#### Extracted text:
How the Captain’s table escaped a watery grave VISITORS to the grand 1895 HQ of the Harbour Commissioners in Corporation Square, Belfast, can view an Edwardian mahogany table and Queen Anne style chairs that should by rights be at the bottom of the North Atlantic. Designed by cabinetmaker Gilbert Logan at Harland & Wolff’s workshop, they were intended for the private quarters of the Titanic’s captain, Edward John Smith. However, because of a late delivery, they never reached their destination.

The table would have been fixed to a base to prevent movement at sea but, in the event, the only calamity to befall these fine pieces was to languish unloved in a store cupboard before finding a good home. The Antiques Roadshow found them literally priceless, because of their history, and didn’t give them a cash valuation on their visit to the Titanic Quarter in 2009.

#### Dataset:
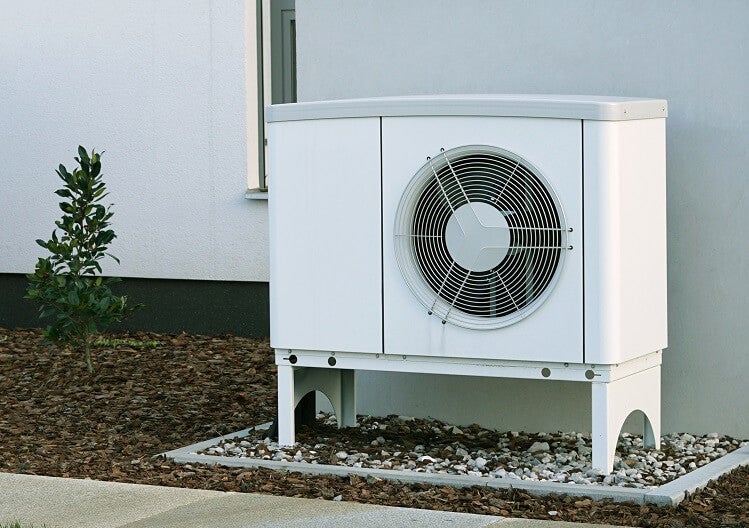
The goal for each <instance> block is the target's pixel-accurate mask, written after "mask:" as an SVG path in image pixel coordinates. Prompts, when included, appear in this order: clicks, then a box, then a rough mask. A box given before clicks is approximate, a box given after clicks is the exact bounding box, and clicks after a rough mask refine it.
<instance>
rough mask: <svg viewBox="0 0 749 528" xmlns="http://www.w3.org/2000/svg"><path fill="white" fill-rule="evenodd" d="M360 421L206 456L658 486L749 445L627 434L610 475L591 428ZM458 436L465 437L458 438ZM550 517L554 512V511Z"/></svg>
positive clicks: (406, 421) (257, 441)
mask: <svg viewBox="0 0 749 528" xmlns="http://www.w3.org/2000/svg"><path fill="white" fill-rule="evenodd" d="M322 421H323V423H324V424H326V425H328V426H330V427H335V424H336V419H335V416H332V415H322ZM358 421H359V424H360V428H359V430H360V431H372V433H371V436H370V438H368V439H366V441H364V442H363V443H362V444H360V445H354V443H353V442H351V441H350V440H349V439H348V438H346V435H345V433H341V434H338V435H337V436H336V439H335V440H332V441H331V439H329V438H325V437H324V436H318V437H317V440H316V443H315V442H312V443H311V444H303V443H298V444H296V445H295V446H293V447H288V448H281V447H279V446H278V444H277V443H275V442H272V441H271V440H270V439H268V438H261V437H262V432H260V431H258V432H256V433H255V434H256V437H253V436H252V434H253V433H252V432H251V433H250V436H248V437H246V438H243V439H239V438H235V439H232V440H231V441H229V440H225V441H223V442H221V443H219V444H218V445H214V446H210V447H208V448H206V449H204V450H202V451H201V452H200V453H201V454H208V455H213V456H217V457H218V456H224V457H242V458H260V459H264V460H270V459H272V460H286V461H292V460H293V461H295V462H300V463H311V464H327V463H335V461H337V463H338V464H339V465H341V464H343V465H347V466H349V467H362V468H381V469H390V470H393V471H413V472H426V473H447V474H453V475H455V474H457V475H469V476H475V477H489V478H504V479H522V480H534V481H536V480H546V481H553V482H573V483H576V484H584V485H604V486H623V487H630V488H654V487H657V486H660V485H662V484H665V483H666V482H669V481H671V480H673V479H675V478H678V477H680V476H681V475H684V474H686V473H688V472H689V471H692V470H694V469H697V468H699V467H702V466H704V465H705V464H707V463H709V462H711V461H713V460H715V459H717V458H719V457H720V456H722V455H725V454H726V453H728V452H730V451H733V450H734V449H736V448H738V447H741V446H744V445H749V442H747V441H740V440H734V439H732V438H730V437H722V436H721V435H719V434H718V433H709V434H707V435H696V434H695V435H692V434H688V433H681V434H677V433H674V434H666V435H663V436H662V437H661V445H662V447H663V448H666V447H669V448H670V449H668V452H669V453H673V454H671V455H666V452H665V451H656V450H652V449H647V450H645V449H643V443H642V438H641V437H640V436H637V435H632V434H629V433H623V434H622V435H621V437H620V438H619V443H618V446H617V452H618V456H616V457H615V458H614V471H613V472H612V473H611V474H609V475H606V474H602V473H601V472H600V471H598V470H596V469H593V468H592V466H591V454H592V449H591V447H590V445H591V441H590V435H588V434H584V433H579V432H557V433H545V432H544V433H524V432H523V433H520V432H517V431H509V432H496V431H491V430H488V429H481V428H479V427H478V426H477V425H475V424H474V425H470V426H464V427H462V428H460V427H458V426H456V425H451V424H444V423H442V422H439V421H437V420H422V419H417V418H414V417H411V416H390V417H387V418H371V417H368V416H360V417H358ZM406 423H408V425H406ZM386 430H387V431H388V434H389V435H391V436H390V438H391V439H390V440H386V439H385V438H384V437H383V436H379V434H380V432H381V431H386ZM412 433H413V435H418V436H415V438H420V439H422V441H423V439H425V438H429V439H430V440H429V442H430V443H429V444H416V445H414V444H409V445H404V443H402V442H404V439H407V438H408V436H409V435H410V434H412ZM318 434H320V433H318ZM375 435H378V436H375ZM456 436H459V437H460V438H459V439H456ZM392 438H397V439H398V440H392ZM523 445H524V446H530V447H528V448H527V449H525V450H520V449H518V447H517V446H523ZM479 446H480V447H479ZM492 446H494V447H492ZM133 463H139V461H138V460H134V461H133ZM186 469H188V468H186ZM189 469H192V468H189ZM340 497H341V496H340V495H338V496H336V497H334V500H341V498H340ZM549 515H553V513H552V512H549Z"/></svg>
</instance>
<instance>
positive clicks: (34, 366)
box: [0, 328, 749, 528]
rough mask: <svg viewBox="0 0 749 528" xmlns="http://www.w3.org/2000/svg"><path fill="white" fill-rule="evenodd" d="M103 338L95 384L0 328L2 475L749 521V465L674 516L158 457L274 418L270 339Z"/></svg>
mask: <svg viewBox="0 0 749 528" xmlns="http://www.w3.org/2000/svg"><path fill="white" fill-rule="evenodd" d="M105 337H106V338H107V339H108V340H109V341H108V342H107V343H105V344H102V345H99V346H97V347H96V349H95V351H94V353H93V357H94V367H95V373H94V374H93V375H92V376H89V375H88V374H87V373H86V370H85V366H84V364H83V359H82V354H78V353H72V352H69V351H65V350H60V349H53V348H50V347H49V346H47V345H43V344H41V342H40V341H41V333H40V331H39V330H28V329H13V330H11V329H4V328H0V471H4V472H13V473H27V474H37V475H51V476H61V477H73V478H92V479H99V480H113V481H118V482H135V483H141V484H156V485H165V486H176V487H188V488H202V489H211V490H226V491H242V492H257V493H266V494H274V495H285V496H290V497H307V498H321V499H333V498H334V497H338V496H339V495H340V496H341V498H342V499H343V500H346V501H356V502H363V503H370V504H386V505H392V506H405V507H410V508H424V509H437V510H449V511H458V512H471V513H481V514H491V515H502V516H510V517H525V518H532V519H554V520H565V521H578V522H591V523H608V524H615V525H624V526H653V527H669V528H679V527H684V526H690V527H691V526H700V527H701V526H711V527H712V526H722V527H749V467H744V468H740V469H737V470H735V471H733V472H732V473H730V474H728V475H725V476H723V477H722V478H721V479H720V480H718V481H717V482H715V483H712V484H710V485H709V486H708V487H707V488H706V489H704V490H702V491H700V492H698V493H696V494H695V495H694V496H692V497H690V499H688V500H686V501H684V502H682V504H680V505H679V506H677V507H676V508H670V507H654V506H638V505H635V504H631V503H617V504H615V503H611V502H608V501H593V500H590V499H585V498H582V499H581V498H579V497H567V496H547V497H536V496H532V495H530V494H528V493H525V492H524V491H521V490H488V489H484V488H479V487H474V488H467V489H455V488H450V487H434V486H428V485H414V484H400V483H393V482H387V481H383V480H379V479H373V478H370V479H363V478H360V477H356V476H350V477H334V476H330V477H313V476H306V475H301V474H299V473H288V474H284V473H277V472H273V471H269V470H264V469H259V470H246V469H230V468H220V467H215V466H199V465H194V466H182V465H176V464H173V463H172V462H171V461H169V460H162V459H159V458H158V457H157V458H153V455H155V454H157V453H161V452H164V451H168V450H170V449H174V448H177V447H182V446H185V445H188V444H192V443H195V442H198V441H201V440H206V439H208V438H212V437H215V436H218V435H221V434H226V433H230V432H234V431H237V430H240V429H244V428H246V427H249V426H252V425H256V424H259V423H263V422H267V421H270V420H271V419H272V418H273V416H274V414H275V396H276V394H275V389H276V386H275V368H274V366H273V354H272V351H271V349H270V347H269V345H268V342H267V341H263V340H257V339H248V338H241V337H235V336H229V335H225V336H194V335H186V334H181V335H163V334H152V333H132V334H119V335H107V336H105ZM117 340H119V341H117ZM550 512H551V513H550Z"/></svg>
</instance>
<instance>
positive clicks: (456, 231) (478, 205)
mask: <svg viewBox="0 0 749 528" xmlns="http://www.w3.org/2000/svg"><path fill="white" fill-rule="evenodd" d="M445 243H446V244H447V250H448V252H449V253H450V256H451V257H452V258H453V259H454V260H455V262H456V263H457V264H458V265H459V266H461V267H463V268H465V269H466V270H468V271H474V272H482V271H488V270H490V269H493V268H495V267H497V266H498V265H499V263H500V262H502V260H504V258H505V256H506V255H507V252H508V251H509V246H510V230H509V227H508V225H507V220H505V217H504V215H503V214H502V213H501V212H500V211H499V210H498V209H497V208H495V207H493V206H491V205H489V204H488V203H484V202H469V203H467V204H464V205H462V206H460V207H458V209H456V210H455V211H454V212H453V214H452V215H451V216H450V218H449V219H448V221H447V225H446V226H445Z"/></svg>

#### Exercises to complete:
[A] In the passage about the Titanic captain's table, why did the table and chairs never reach their destination?
[B] Write out, unchanged, the part of the Titanic table passage that opens with the words containing "How the Captain’s" and closes with "reached their destination.".
[C] Extend the passage about the Titanic captain's table with the next part, picking up after its final sentence.
The listing is not needed for any of this work.

#### Answers for the exercise:
[A] Because of a late delivery.

[B]
How the Captain’s table escaped a watery grave VISITORS to the grand 1895 HQ of the Harbour Commissioners in Corporation Square, Belfast, can view an Edwardian mahogany table and Queen Anne style chairs that should by rights be at the bottom of the North Atlantic. Designed by cabinetmaker Gilbert Logan at Harland & Wolff’s workshop, they were intended for the private quarters of the Titanic’s captain, Edward John Smith. However, because of a late delivery, they never reached their destination.

[C]
Lavish last dinner in first class THE first class passengers sailing on the Titanic, who had paid upwards of $2,500 ($57,000 in today’s money) for the privilege, had really landed in the lap of luxury, with catering to match. There were 36,000 oranges on board, 800 bundles of asparagus, one and a quarter tons of fresh green peas, 40,000 sausages, 40,000 fresh eggs, 11,000 pounds of fresh fish, 4,000 pounds of bacon and ham, not to mention 1,500 bottles of wine, 20,000 bottles of beer and stout, 850 bottles of spirits and 8,000 cigars for the gentlemen. The first class menu for April 14 ,1912, for what turned out to be the last supper was suitably grand, including in its 10 courses: oysters, poached salmon with mousseline sauce and cucumbers, filet mignons Lili, saute of chicken Lyonnaise, roast duckling, sirloin of beef, pate de foie gras, and several puddings including chocolate eclairs.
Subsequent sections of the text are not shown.